* start INPUT ROWS *
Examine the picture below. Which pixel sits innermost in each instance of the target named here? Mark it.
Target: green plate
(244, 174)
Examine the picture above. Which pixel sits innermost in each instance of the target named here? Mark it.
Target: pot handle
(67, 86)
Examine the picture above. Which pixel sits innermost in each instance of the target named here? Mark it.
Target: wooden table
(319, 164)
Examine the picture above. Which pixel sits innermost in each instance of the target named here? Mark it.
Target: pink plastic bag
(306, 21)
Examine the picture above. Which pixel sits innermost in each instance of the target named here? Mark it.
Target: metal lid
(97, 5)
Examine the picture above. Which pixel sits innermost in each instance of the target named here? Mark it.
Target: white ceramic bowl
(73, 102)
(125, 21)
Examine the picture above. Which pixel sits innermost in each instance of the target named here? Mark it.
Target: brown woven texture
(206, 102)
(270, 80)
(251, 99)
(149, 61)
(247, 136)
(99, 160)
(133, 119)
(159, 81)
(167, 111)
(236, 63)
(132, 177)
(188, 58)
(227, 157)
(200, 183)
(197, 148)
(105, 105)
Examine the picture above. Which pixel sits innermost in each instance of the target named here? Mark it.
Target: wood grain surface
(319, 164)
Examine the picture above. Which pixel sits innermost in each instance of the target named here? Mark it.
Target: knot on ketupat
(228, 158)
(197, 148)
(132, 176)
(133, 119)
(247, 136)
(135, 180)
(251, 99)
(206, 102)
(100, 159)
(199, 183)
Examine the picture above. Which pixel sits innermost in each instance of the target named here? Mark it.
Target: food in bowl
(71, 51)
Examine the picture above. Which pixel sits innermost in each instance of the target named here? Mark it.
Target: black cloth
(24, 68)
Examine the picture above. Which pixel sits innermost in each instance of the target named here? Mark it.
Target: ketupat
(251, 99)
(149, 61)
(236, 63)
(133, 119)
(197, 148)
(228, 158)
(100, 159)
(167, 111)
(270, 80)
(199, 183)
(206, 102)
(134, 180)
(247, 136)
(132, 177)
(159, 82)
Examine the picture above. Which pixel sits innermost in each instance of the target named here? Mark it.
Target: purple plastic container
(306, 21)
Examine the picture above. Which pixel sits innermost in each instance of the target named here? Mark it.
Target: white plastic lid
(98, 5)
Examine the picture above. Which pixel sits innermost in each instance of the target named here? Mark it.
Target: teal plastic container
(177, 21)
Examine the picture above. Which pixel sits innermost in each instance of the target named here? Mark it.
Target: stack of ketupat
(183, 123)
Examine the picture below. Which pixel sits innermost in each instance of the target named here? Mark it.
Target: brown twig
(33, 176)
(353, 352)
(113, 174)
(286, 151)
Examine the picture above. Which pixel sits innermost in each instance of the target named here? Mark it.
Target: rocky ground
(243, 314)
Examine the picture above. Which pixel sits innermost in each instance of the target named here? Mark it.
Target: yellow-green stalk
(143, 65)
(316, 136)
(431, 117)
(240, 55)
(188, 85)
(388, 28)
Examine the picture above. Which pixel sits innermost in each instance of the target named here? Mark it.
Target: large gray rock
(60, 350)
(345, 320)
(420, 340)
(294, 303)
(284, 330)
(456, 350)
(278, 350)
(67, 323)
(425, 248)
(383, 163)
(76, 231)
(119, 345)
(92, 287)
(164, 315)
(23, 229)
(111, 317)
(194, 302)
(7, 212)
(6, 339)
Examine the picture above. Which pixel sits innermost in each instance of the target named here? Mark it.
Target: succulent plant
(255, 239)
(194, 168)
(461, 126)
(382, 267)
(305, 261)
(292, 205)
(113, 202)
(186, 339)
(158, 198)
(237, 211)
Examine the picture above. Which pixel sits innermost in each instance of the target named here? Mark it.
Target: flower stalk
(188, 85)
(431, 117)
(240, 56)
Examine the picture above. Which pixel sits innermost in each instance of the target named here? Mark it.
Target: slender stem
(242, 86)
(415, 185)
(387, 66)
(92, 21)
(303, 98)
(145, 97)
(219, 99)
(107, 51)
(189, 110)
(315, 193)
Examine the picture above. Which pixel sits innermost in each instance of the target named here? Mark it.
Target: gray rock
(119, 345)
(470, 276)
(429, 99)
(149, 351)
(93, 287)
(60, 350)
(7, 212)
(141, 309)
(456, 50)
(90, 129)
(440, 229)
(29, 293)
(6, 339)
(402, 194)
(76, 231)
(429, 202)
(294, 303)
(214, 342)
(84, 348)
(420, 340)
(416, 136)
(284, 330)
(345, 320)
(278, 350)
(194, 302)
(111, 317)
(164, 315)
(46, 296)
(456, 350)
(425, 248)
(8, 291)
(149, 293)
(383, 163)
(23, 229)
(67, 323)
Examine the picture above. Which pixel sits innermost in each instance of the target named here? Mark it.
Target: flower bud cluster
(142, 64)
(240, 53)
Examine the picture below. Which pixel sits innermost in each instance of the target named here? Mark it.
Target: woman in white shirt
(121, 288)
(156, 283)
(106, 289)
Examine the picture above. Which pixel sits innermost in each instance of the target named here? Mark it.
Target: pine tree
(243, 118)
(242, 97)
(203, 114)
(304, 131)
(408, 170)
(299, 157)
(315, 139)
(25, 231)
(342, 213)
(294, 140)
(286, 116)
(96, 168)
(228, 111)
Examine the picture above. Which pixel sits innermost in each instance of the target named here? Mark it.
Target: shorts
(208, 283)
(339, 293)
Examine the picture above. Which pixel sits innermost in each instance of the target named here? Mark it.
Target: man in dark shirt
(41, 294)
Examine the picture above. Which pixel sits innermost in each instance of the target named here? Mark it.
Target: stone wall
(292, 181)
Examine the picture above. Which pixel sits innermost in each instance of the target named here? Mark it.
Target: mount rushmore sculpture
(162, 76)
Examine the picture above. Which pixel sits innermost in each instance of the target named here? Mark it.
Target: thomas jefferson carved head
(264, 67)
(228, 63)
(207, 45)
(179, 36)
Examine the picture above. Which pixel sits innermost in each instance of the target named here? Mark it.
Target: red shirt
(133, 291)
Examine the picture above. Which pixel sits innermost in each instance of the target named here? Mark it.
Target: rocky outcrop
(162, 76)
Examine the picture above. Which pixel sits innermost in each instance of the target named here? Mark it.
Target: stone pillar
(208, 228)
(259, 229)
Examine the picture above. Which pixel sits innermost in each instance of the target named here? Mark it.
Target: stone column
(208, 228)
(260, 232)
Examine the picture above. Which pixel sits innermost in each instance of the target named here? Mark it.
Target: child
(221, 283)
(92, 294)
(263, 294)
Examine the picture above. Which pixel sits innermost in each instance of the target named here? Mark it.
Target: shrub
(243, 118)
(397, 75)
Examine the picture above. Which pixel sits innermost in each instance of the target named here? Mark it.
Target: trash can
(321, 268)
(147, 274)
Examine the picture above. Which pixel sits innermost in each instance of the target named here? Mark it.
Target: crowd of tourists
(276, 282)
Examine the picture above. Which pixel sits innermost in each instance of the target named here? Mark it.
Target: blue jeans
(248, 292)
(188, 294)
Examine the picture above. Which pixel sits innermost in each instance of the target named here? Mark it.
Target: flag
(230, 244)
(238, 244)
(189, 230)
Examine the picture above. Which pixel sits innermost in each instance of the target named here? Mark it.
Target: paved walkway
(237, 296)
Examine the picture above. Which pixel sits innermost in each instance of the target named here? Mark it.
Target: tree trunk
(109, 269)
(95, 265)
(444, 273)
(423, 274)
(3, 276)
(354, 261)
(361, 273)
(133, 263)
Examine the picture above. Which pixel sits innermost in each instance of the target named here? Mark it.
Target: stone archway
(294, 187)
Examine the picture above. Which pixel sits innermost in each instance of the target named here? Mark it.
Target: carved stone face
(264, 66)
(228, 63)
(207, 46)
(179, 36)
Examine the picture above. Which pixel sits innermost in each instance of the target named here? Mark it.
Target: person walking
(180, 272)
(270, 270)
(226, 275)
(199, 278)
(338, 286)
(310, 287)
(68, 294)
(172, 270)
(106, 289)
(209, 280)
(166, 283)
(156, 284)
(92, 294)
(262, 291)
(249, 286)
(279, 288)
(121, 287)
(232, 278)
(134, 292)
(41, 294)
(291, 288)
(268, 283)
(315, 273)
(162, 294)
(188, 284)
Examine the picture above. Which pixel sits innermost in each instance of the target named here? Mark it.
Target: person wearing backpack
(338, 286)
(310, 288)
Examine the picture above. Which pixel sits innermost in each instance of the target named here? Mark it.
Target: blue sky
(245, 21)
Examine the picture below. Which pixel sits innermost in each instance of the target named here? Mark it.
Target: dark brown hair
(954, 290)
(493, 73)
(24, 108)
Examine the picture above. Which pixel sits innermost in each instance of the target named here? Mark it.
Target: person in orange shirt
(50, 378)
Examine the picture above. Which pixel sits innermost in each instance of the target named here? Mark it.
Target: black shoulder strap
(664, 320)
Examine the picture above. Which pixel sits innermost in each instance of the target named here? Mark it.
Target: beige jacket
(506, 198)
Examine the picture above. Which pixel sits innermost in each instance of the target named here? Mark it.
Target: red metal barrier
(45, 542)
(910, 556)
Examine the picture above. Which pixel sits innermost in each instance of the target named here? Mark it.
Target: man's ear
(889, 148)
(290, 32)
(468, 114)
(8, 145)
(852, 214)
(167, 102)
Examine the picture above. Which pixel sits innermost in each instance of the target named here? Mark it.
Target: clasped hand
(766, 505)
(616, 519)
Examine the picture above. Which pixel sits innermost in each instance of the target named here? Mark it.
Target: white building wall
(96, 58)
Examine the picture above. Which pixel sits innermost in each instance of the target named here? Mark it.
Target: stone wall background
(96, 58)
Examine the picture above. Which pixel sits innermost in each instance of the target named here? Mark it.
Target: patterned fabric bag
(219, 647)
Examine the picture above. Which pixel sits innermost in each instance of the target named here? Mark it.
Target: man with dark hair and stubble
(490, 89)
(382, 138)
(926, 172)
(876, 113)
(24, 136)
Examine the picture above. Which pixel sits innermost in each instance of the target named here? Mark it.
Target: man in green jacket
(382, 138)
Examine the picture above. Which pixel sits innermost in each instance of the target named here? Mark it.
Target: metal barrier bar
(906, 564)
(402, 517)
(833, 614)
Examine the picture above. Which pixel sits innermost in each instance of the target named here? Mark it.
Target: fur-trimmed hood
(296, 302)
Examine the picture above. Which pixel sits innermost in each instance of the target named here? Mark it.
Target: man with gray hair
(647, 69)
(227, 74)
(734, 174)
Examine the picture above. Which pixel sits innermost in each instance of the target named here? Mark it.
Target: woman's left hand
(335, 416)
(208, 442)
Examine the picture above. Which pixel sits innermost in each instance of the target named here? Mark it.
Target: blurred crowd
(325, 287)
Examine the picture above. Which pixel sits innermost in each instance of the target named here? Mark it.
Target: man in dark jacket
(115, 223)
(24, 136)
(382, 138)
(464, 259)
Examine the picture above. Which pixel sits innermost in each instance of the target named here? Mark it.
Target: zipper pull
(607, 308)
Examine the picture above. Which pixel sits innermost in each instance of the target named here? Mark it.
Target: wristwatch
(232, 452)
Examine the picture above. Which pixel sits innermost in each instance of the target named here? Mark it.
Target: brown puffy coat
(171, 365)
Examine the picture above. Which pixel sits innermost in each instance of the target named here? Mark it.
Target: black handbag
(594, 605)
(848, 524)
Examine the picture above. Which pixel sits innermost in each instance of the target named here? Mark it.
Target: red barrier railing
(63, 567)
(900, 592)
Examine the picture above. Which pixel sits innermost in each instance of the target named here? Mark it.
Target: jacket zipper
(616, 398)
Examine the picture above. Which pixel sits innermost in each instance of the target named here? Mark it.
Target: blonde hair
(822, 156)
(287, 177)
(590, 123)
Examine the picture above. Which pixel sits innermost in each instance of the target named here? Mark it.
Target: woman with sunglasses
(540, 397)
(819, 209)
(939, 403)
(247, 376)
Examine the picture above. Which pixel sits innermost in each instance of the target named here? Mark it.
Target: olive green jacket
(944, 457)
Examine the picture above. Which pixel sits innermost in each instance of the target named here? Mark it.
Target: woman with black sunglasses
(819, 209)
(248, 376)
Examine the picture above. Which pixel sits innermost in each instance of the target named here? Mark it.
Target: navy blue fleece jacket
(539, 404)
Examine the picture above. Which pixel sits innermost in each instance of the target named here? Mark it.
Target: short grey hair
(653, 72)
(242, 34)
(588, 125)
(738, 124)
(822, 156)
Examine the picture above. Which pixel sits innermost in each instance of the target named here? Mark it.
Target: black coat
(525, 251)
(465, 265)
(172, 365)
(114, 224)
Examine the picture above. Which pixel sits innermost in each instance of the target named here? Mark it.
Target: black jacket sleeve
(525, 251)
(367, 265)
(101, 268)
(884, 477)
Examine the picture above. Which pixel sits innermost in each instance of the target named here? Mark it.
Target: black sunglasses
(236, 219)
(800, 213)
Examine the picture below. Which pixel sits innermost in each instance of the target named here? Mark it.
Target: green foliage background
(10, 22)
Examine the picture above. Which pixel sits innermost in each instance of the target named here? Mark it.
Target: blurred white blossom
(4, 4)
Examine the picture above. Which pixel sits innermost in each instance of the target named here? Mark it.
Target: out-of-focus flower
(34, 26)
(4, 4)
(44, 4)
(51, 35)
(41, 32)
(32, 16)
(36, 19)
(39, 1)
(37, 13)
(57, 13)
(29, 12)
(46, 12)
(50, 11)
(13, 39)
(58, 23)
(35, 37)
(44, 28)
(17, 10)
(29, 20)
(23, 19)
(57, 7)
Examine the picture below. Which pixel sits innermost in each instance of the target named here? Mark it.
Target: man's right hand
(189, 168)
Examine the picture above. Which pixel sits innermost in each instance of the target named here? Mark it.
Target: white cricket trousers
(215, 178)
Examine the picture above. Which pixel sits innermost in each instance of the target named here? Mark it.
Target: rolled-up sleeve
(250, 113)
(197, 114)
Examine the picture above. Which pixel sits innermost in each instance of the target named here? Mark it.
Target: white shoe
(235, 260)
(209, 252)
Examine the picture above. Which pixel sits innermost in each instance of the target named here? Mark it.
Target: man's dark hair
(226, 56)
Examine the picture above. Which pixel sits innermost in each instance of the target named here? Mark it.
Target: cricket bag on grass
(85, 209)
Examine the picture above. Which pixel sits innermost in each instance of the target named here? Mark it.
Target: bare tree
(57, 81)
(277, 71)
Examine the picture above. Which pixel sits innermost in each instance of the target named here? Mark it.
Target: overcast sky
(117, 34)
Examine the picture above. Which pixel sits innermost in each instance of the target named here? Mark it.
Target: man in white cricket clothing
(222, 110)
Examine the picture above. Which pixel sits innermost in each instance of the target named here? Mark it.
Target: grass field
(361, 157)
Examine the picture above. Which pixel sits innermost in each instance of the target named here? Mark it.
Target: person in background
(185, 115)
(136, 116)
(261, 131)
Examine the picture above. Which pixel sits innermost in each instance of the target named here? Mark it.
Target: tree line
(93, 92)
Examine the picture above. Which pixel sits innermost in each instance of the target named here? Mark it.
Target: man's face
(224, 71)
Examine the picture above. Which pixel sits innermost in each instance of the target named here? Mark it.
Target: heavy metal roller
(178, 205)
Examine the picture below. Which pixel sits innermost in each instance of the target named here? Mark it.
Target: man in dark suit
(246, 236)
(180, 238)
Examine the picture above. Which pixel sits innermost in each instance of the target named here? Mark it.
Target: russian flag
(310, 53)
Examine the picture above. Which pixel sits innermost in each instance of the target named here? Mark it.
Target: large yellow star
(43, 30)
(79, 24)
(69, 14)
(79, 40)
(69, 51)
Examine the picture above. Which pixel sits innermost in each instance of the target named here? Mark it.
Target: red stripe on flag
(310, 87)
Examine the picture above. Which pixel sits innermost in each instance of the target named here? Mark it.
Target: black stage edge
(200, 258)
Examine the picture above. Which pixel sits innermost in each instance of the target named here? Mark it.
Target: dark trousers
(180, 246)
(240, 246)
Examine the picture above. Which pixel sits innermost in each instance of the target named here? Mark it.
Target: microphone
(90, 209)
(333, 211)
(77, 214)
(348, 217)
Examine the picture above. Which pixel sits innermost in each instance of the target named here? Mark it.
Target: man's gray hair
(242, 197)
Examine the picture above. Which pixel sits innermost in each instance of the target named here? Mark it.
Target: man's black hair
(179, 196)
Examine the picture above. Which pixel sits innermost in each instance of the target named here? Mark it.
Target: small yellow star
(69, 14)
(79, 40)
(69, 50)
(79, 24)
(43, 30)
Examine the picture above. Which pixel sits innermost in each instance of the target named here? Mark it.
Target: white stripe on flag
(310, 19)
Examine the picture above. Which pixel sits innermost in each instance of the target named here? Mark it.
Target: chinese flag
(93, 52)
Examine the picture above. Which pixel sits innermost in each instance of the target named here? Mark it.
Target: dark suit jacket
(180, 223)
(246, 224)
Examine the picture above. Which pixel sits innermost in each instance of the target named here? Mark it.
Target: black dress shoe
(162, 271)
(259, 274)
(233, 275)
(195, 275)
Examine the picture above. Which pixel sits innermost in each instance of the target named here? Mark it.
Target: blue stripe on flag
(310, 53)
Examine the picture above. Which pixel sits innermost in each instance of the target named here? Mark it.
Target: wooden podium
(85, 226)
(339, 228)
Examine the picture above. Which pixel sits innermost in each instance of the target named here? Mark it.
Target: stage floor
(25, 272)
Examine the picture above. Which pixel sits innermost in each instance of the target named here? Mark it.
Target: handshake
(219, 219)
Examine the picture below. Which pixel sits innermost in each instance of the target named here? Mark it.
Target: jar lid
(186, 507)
* end INPUT ROWS *
GIVEN EXERCISE: Please identify every line of the records that contains the word "white", and copy each of those lines out.

PROBLEM SOLUTION:
Target: white ceramic bowl
Target: white plastic lid
Target: woman in white shirt
Target: white building wall
Target: blurred white blossom
Target: white cricket trousers
Target: white shoe
Target: man in white cricket clothing
Target: white stripe on flag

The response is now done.